# Problem set:
A. Please translate this sentence from the Data Handler problem statement into Spanish: "All the data are placed in a line from left to right."
B. Continue the Data Handler problem statement from the end of its list of commands.

# Page extract:

※ ※ ※

Data Handler
Time Limit: 20 Sec
Memory Limit: 256 MB
题目连接
http://acm.hdu.edu.cn/showproblem.php?pid=4286
Description
You are in charge of data in a company, so you are called “Data Handler”. Different from the data in computer, the data you have are really in huge volume, and each data contains only one integer. All the data are placed in a line from left to right. There are two “hand” to handle the data, call hand “L” and hand “R”. Every hand is between two adjacent data or at the end of the data line.
In one day, the company gives you many commands to handle these data, so you should finish them one by one. At the beginning, there are N data, and hand “L” and “R” are in some positions. Each command is one the following formats:
(1)MoveLeft L/R: it means that you should move the hand “L”/”R” left one data unit;
(2)MoveRight L/R: it means that you should move the hand “L”/”R” right one data unit;
(3)Insert L X: it means that you should insert the data that contains X at the right of the hand “L”;
(4)Insert R X: it means that you should insert the data that contains X at the left of the hand “R”;
(5)Delete L: it means that you should delete the one data at the right of the hand “L”;
(6)Delete R: it means that you should delete the one data at the left of the hand “R”;
(7)Reverse: it means that you should reverse all the data between hand “L” and hand “R”.

※ ※ ※

# Entries supplied:
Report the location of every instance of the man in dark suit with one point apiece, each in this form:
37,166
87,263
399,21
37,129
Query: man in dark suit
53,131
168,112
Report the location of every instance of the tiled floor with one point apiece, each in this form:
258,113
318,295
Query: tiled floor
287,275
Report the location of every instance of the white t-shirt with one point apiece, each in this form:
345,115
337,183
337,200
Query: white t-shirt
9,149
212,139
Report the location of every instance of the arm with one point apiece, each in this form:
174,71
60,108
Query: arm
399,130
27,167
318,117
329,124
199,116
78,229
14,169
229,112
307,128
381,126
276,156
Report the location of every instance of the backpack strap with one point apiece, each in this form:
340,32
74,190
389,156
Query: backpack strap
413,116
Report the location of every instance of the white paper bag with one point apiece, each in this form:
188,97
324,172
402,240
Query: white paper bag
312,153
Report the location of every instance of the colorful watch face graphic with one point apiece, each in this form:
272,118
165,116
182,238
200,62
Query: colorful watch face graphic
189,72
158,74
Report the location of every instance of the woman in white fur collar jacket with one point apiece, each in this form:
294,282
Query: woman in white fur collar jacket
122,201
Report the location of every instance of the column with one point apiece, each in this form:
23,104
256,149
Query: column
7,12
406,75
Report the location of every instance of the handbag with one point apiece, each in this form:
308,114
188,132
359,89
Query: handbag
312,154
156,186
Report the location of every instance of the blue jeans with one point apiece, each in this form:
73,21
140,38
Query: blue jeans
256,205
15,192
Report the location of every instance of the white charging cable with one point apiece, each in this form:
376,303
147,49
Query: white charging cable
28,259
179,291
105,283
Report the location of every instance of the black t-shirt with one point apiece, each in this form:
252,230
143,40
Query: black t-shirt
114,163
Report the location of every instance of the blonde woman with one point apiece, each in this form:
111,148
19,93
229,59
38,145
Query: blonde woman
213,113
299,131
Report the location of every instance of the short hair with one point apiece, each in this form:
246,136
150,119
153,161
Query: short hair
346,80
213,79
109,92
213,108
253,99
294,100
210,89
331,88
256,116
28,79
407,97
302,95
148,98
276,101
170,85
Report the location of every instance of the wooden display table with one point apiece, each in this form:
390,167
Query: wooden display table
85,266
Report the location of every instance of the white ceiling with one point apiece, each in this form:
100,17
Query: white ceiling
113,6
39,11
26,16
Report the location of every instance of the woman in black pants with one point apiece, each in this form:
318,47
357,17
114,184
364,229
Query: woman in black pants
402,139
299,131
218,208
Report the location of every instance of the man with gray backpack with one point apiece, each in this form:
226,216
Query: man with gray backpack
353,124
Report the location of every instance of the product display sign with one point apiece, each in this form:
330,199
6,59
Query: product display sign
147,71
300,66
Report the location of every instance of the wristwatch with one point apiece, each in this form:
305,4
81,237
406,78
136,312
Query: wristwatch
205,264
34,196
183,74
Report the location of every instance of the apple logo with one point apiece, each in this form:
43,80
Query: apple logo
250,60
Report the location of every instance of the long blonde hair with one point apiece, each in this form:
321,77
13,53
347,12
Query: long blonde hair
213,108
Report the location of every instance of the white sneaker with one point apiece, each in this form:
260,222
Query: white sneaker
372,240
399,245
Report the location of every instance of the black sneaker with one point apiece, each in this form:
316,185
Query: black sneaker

※ ※ ※

# Set of answers:
A. Todos los datos están colocados en una línea de izquierda a derecha.

B.
After finish all the commands, you should record all the data from left to right. So please do it.
Input
The first line contains an integer T(1<=T<=10), the number of test cases.
Then T test cases follow. For each test case, the first line contains an integer N(1<=N<=500000), the number of data at the beginning. The second line contains N integers, means the integer in each data, from left to right. The third line contains two integers L and R (1<=L<=R<=N), the positions of hand “L” and hand “R”. It means that hand “L” is at the left of the L-th data and hand “R” is at the right of the R-th data. The fourth line contains one integer M(1<=M<=500000), the number of commands. Then M lines follow, each line contains a command in the above format. All the integers in the data will in range [-10000,10000].
It is guaranteed that there are always some data between hand “L” and “R”, and if the hand is at the left/right end of the data line, it will not receive the command MoveLeft/MoveRight.
Because of large input, please use scanf instead of cin.
Output
For each test case, output the integers in the data from left to right in one line, separated in a single space.
Because of large output, please use printf instead of cout.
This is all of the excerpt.